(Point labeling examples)
· · ·
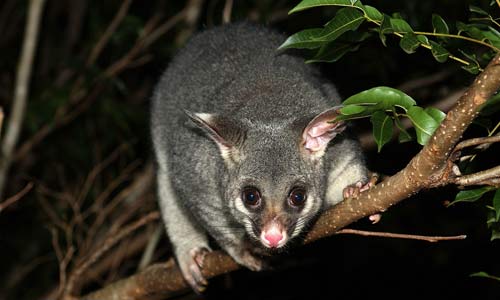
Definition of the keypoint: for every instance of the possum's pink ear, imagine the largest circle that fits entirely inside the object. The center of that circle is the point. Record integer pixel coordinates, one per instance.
(321, 130)
(226, 133)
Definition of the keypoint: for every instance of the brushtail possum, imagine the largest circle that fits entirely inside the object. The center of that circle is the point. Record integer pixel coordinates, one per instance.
(245, 149)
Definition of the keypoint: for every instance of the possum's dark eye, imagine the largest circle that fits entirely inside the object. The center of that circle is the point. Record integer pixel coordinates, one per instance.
(251, 196)
(297, 196)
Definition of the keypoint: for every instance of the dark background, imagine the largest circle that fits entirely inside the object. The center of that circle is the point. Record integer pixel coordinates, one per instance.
(113, 114)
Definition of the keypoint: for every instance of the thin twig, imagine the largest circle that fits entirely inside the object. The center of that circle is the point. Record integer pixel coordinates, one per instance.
(96, 51)
(106, 245)
(24, 69)
(431, 239)
(226, 14)
(488, 177)
(16, 197)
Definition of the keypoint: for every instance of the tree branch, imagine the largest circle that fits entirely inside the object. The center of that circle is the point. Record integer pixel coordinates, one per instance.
(24, 68)
(431, 239)
(426, 168)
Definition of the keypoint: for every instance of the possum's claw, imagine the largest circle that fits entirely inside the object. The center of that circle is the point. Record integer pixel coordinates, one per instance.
(353, 190)
(191, 268)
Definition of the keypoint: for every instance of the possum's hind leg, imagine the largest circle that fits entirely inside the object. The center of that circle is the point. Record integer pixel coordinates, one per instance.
(187, 237)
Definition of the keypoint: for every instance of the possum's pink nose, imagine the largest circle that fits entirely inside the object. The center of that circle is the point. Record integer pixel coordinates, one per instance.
(273, 237)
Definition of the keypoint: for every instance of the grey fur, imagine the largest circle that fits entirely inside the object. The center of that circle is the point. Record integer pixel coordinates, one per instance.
(264, 100)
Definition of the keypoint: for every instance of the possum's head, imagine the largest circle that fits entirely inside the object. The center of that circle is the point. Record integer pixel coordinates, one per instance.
(275, 177)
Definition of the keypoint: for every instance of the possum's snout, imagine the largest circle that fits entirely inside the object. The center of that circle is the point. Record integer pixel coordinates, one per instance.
(273, 235)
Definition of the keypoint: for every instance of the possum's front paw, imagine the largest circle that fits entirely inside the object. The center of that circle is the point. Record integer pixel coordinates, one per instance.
(191, 265)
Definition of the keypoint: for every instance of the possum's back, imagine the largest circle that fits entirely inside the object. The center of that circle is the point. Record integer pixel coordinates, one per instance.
(236, 70)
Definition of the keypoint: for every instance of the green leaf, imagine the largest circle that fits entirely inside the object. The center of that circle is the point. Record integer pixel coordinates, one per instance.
(409, 42)
(489, 34)
(436, 114)
(333, 51)
(439, 52)
(404, 136)
(346, 19)
(495, 234)
(387, 96)
(472, 68)
(470, 195)
(400, 25)
(306, 4)
(496, 204)
(424, 124)
(352, 109)
(439, 24)
(423, 39)
(478, 10)
(385, 28)
(373, 13)
(484, 275)
(382, 128)
(305, 39)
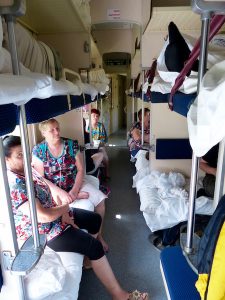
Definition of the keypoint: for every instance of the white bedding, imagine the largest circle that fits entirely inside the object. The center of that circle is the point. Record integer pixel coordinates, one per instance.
(164, 200)
(57, 275)
(20, 89)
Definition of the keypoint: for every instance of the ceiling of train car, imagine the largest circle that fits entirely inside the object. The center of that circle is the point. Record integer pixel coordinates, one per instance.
(183, 17)
(52, 16)
(170, 3)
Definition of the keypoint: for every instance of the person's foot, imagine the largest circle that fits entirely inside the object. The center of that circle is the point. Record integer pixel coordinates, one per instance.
(103, 242)
(83, 195)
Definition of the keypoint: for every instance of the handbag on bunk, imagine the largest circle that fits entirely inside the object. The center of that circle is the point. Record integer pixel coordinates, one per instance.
(211, 257)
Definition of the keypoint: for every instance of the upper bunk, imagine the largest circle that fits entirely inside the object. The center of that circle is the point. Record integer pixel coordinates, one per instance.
(168, 50)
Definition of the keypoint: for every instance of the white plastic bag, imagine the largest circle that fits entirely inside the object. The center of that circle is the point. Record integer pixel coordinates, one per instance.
(206, 116)
(47, 278)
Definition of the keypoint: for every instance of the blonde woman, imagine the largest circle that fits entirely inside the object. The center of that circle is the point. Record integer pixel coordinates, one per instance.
(60, 223)
(60, 162)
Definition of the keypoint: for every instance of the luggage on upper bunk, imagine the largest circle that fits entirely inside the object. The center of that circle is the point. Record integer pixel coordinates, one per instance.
(211, 257)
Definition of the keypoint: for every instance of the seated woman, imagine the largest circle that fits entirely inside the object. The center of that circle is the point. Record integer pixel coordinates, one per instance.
(60, 223)
(134, 135)
(61, 163)
(93, 157)
(98, 133)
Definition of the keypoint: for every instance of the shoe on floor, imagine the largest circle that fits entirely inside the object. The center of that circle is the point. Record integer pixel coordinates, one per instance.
(136, 295)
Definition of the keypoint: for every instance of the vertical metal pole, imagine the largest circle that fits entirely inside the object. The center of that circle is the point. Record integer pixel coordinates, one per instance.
(195, 159)
(101, 110)
(133, 102)
(220, 173)
(83, 139)
(24, 135)
(142, 109)
(90, 127)
(6, 192)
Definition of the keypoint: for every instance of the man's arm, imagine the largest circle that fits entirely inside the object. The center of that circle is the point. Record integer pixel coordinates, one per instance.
(45, 215)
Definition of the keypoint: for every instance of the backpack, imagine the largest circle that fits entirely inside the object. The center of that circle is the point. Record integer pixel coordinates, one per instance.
(211, 257)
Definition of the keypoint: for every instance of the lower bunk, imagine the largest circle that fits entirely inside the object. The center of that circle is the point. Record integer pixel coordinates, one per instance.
(57, 275)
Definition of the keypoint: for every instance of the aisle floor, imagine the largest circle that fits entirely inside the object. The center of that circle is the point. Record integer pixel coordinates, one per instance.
(134, 260)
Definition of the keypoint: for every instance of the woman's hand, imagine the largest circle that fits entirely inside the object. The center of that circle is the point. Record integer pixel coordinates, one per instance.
(80, 195)
(68, 220)
(136, 134)
(63, 197)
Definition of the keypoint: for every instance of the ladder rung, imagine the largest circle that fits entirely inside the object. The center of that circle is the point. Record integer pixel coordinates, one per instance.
(27, 257)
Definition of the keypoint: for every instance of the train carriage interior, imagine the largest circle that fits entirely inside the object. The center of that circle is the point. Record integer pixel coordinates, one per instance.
(131, 92)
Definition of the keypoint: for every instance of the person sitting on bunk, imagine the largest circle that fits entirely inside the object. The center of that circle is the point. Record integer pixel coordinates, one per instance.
(208, 164)
(98, 133)
(93, 157)
(61, 224)
(134, 134)
(60, 162)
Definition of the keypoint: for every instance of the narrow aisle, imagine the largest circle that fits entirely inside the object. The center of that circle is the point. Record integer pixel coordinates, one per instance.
(133, 259)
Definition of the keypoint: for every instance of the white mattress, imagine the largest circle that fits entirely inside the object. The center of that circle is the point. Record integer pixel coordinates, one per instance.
(164, 200)
(57, 275)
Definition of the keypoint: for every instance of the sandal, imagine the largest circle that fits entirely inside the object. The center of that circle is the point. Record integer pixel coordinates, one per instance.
(136, 295)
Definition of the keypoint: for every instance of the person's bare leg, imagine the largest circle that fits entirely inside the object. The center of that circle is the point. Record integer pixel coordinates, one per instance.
(105, 274)
(100, 209)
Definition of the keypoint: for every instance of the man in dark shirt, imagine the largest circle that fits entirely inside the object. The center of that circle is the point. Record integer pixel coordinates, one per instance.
(208, 164)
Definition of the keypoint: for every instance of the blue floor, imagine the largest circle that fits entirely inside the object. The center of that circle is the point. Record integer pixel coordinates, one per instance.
(134, 260)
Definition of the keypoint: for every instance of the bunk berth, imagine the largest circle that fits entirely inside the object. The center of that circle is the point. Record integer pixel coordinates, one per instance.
(38, 110)
(39, 97)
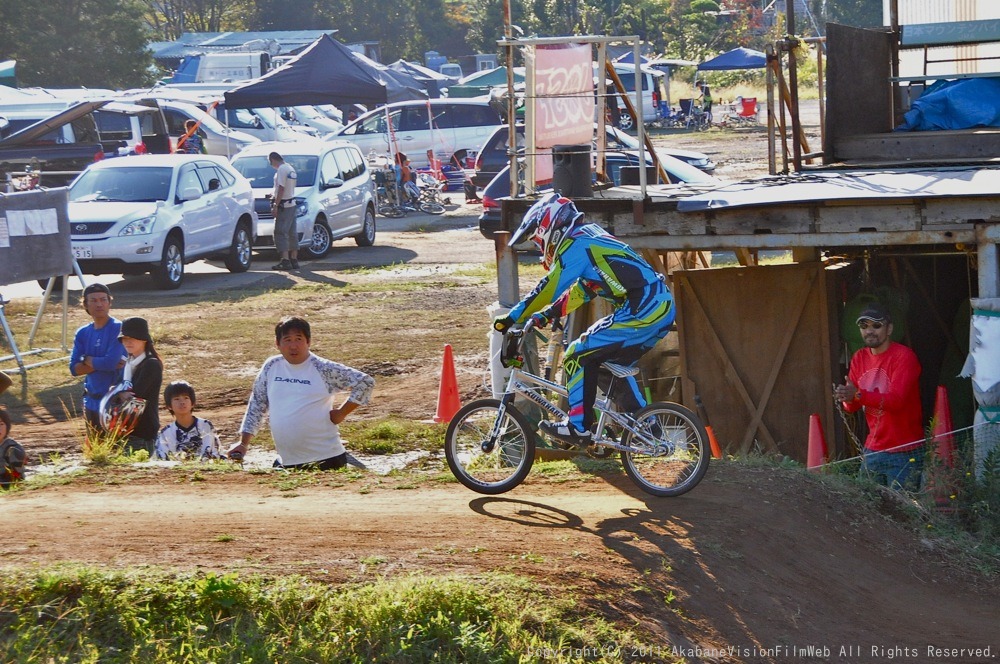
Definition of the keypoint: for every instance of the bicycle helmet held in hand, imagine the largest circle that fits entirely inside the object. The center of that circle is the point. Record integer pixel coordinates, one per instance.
(547, 222)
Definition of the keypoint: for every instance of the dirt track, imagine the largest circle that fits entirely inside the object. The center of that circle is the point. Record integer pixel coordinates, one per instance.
(752, 559)
(761, 561)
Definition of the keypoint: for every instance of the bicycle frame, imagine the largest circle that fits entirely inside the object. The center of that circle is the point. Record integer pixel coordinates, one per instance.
(531, 387)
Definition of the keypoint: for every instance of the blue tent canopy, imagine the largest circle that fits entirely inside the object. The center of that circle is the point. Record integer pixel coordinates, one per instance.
(738, 58)
(629, 58)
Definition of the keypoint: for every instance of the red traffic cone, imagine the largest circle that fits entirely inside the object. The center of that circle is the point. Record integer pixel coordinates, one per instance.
(943, 429)
(448, 401)
(716, 450)
(817, 454)
(941, 480)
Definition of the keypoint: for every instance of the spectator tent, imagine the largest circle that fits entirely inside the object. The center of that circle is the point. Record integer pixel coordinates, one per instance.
(327, 72)
(738, 58)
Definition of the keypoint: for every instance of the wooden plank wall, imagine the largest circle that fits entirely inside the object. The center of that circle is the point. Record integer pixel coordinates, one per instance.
(859, 95)
(759, 345)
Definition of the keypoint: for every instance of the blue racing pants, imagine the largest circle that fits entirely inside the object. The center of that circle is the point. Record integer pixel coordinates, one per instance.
(623, 337)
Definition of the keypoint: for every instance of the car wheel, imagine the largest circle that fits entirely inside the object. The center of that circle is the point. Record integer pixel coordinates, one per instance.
(169, 273)
(241, 250)
(366, 237)
(320, 244)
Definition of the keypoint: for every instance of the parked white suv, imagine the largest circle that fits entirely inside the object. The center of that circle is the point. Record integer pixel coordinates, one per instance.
(653, 90)
(446, 126)
(216, 138)
(154, 213)
(334, 193)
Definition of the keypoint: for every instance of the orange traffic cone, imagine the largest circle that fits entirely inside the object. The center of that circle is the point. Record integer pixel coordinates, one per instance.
(817, 454)
(716, 450)
(448, 401)
(942, 429)
(941, 478)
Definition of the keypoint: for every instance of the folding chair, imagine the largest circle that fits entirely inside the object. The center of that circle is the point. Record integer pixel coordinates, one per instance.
(747, 111)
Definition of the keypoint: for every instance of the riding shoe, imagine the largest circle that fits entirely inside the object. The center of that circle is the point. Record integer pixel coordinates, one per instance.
(566, 433)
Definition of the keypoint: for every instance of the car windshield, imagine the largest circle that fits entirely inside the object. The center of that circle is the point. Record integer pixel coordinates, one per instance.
(258, 170)
(619, 140)
(133, 184)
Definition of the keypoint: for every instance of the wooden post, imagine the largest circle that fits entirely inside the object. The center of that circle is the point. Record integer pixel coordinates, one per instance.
(508, 290)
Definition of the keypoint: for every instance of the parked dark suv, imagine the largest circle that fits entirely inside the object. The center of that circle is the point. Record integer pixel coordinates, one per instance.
(492, 156)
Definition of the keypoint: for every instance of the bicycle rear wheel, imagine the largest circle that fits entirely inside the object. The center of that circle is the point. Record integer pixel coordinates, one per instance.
(484, 465)
(680, 458)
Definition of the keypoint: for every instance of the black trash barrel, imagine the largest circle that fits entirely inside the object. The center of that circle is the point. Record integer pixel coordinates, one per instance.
(571, 171)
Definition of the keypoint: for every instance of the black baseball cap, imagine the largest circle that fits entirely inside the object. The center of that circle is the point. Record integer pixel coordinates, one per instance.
(137, 328)
(875, 312)
(96, 288)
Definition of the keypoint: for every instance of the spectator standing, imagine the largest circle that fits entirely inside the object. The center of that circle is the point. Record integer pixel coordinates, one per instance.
(296, 390)
(97, 352)
(286, 239)
(883, 379)
(190, 143)
(142, 376)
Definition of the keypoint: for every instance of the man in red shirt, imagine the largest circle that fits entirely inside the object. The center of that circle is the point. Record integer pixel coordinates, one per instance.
(884, 380)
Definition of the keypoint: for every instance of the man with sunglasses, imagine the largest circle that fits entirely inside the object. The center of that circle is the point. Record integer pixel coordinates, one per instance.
(98, 353)
(884, 380)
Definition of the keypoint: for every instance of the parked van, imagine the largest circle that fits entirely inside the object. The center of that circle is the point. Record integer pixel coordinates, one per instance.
(446, 126)
(132, 128)
(265, 124)
(653, 90)
(227, 66)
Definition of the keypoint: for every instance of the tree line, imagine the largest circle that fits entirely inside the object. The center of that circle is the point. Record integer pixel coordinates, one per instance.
(103, 43)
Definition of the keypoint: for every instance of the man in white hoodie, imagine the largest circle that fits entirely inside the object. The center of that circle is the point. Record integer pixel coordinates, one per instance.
(296, 389)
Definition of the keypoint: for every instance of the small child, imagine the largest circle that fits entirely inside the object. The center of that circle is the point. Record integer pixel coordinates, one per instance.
(188, 436)
(12, 455)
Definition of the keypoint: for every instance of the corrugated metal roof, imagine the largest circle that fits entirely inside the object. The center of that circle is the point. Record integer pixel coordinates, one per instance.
(288, 40)
(814, 187)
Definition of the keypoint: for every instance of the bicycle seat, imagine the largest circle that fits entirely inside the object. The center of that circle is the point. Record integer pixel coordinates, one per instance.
(620, 370)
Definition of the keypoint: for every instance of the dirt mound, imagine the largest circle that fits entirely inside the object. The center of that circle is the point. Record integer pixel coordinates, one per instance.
(752, 565)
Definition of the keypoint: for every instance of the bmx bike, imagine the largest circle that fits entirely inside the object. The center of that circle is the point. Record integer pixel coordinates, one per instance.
(490, 443)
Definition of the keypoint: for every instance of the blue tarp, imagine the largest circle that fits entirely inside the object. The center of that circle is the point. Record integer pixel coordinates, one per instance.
(431, 80)
(738, 58)
(961, 104)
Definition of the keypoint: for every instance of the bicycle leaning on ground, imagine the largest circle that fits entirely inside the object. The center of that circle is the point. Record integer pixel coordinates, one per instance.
(490, 444)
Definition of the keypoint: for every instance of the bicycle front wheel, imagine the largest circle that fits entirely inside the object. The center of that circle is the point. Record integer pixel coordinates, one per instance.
(678, 460)
(483, 463)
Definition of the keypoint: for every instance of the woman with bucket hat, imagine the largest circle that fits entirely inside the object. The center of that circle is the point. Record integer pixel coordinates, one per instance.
(142, 376)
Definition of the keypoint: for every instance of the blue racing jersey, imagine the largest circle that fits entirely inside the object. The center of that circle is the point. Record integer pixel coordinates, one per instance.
(590, 262)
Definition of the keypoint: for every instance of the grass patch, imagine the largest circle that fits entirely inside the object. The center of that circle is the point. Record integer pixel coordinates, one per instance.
(87, 616)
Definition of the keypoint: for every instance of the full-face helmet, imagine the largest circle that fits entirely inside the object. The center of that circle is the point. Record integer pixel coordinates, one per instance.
(547, 222)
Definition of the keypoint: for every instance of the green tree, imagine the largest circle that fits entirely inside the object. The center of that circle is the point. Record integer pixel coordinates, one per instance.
(169, 19)
(69, 43)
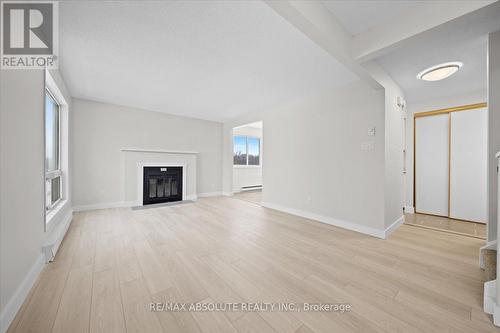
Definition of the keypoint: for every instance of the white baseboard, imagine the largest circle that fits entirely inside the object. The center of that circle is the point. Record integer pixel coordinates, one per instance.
(490, 289)
(209, 194)
(192, 197)
(496, 315)
(17, 300)
(410, 209)
(492, 245)
(328, 220)
(389, 230)
(103, 205)
(52, 243)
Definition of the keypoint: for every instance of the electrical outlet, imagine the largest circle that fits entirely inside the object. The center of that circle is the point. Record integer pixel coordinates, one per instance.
(367, 145)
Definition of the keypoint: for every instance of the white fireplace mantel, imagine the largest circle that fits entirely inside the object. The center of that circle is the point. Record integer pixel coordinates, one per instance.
(144, 150)
(140, 180)
(136, 159)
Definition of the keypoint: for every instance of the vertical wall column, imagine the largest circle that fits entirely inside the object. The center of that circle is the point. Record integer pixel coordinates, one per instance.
(493, 130)
(493, 148)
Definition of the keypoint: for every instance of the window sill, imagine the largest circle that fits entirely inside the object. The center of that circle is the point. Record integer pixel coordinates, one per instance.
(51, 214)
(246, 166)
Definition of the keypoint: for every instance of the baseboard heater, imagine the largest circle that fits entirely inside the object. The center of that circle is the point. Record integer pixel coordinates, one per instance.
(251, 188)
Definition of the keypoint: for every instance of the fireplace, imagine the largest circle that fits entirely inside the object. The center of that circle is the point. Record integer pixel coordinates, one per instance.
(162, 184)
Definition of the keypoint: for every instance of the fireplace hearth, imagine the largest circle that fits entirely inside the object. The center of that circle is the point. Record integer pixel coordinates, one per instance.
(162, 184)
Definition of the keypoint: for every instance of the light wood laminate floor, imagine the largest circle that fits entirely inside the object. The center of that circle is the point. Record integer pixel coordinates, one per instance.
(252, 196)
(114, 262)
(445, 224)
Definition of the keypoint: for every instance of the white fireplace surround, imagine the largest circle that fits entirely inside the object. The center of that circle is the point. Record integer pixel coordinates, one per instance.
(140, 180)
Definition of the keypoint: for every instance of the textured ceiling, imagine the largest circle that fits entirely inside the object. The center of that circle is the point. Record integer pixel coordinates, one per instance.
(211, 60)
(463, 39)
(357, 16)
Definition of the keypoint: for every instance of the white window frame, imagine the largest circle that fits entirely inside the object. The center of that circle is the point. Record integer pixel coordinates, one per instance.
(246, 149)
(49, 175)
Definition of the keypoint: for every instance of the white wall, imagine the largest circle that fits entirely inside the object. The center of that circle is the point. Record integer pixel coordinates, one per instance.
(22, 194)
(493, 129)
(248, 175)
(314, 165)
(101, 130)
(314, 161)
(430, 105)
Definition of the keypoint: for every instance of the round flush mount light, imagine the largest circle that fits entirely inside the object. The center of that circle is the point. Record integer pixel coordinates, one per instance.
(439, 72)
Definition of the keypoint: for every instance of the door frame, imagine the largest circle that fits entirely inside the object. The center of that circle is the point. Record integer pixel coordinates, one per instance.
(434, 113)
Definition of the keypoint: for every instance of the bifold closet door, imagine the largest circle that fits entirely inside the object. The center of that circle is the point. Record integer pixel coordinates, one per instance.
(431, 164)
(468, 171)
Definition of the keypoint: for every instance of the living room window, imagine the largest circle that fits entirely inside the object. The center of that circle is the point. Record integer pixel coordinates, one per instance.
(53, 174)
(246, 150)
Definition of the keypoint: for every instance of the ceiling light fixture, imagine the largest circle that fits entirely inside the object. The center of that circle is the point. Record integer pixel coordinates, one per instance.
(439, 72)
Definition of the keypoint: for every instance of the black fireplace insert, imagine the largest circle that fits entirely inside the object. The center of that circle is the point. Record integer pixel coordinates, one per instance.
(162, 184)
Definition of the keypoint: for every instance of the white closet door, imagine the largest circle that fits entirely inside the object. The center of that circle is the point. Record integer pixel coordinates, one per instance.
(431, 164)
(468, 176)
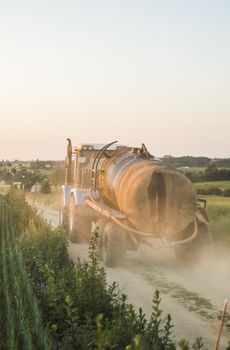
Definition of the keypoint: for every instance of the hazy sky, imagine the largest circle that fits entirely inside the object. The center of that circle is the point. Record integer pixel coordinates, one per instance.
(152, 71)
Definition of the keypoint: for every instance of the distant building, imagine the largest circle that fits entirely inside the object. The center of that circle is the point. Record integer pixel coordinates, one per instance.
(36, 188)
(18, 185)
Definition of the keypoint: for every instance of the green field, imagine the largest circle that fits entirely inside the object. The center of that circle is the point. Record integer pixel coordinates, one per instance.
(223, 185)
(218, 209)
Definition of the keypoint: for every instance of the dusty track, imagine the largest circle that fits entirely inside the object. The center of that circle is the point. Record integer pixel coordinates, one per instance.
(192, 295)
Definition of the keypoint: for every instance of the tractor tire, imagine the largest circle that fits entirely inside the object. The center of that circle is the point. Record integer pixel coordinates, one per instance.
(63, 218)
(100, 227)
(113, 245)
(79, 226)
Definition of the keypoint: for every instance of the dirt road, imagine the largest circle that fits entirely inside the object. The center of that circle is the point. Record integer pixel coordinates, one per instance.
(193, 296)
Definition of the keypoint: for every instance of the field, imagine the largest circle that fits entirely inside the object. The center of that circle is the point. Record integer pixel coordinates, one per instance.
(223, 185)
(47, 302)
(73, 306)
(218, 209)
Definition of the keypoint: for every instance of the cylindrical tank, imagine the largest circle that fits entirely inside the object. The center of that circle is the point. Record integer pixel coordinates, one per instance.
(156, 198)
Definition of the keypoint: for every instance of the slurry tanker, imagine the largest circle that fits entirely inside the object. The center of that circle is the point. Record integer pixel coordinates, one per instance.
(130, 197)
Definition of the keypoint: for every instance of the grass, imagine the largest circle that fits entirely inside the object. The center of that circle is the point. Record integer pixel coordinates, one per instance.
(51, 200)
(223, 185)
(218, 209)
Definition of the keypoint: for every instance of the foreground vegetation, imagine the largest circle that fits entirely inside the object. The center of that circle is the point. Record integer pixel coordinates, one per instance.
(50, 303)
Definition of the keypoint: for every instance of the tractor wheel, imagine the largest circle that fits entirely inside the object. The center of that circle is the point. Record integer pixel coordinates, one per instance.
(192, 252)
(73, 226)
(79, 226)
(63, 218)
(100, 227)
(113, 245)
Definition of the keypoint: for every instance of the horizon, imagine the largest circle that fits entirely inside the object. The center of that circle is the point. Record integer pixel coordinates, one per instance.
(152, 72)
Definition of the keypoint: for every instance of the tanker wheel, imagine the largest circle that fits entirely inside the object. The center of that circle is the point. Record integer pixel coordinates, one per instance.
(192, 252)
(113, 245)
(100, 227)
(79, 227)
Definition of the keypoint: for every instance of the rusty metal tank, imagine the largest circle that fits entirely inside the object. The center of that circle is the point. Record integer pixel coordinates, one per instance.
(156, 198)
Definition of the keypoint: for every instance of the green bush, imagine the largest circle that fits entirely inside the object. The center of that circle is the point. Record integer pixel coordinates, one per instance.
(79, 309)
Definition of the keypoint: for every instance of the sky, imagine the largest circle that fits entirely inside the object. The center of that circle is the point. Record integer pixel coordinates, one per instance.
(148, 71)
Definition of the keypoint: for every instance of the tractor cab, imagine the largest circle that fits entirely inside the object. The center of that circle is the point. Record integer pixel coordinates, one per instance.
(80, 169)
· · ·
Reproduce the lines of the entries above exactly, but only from the line containing "Definition of the keypoint: for every instance of the rusty" through the final line.

Definition of the keypoint: for every instance of the rusty metal tank, imagine the largest circle that fits entirely inside the object. The center of that circle is the point. Record integer pixel coordinates, one per instance.
(156, 198)
Definition of the keypoint: for every instance of the green bush, imagine the largest circle that fits entirely inside the object. The center of that circle is the point. Record integer pixel coordinates, one per instance.
(79, 309)
Definition of the keypoint: for every instance of the sky, imagine the largest circle that fits entirely inside the object. The center of that circle is the point. Record integer pixel coordinates, one per instance.
(148, 71)
Definition of the keypoint: for every instance of the tractor cab, imagine the largest circle that fits entirely inside the object. The center of that circle is the point. Record integer pixel coordinates, one per instance.
(80, 169)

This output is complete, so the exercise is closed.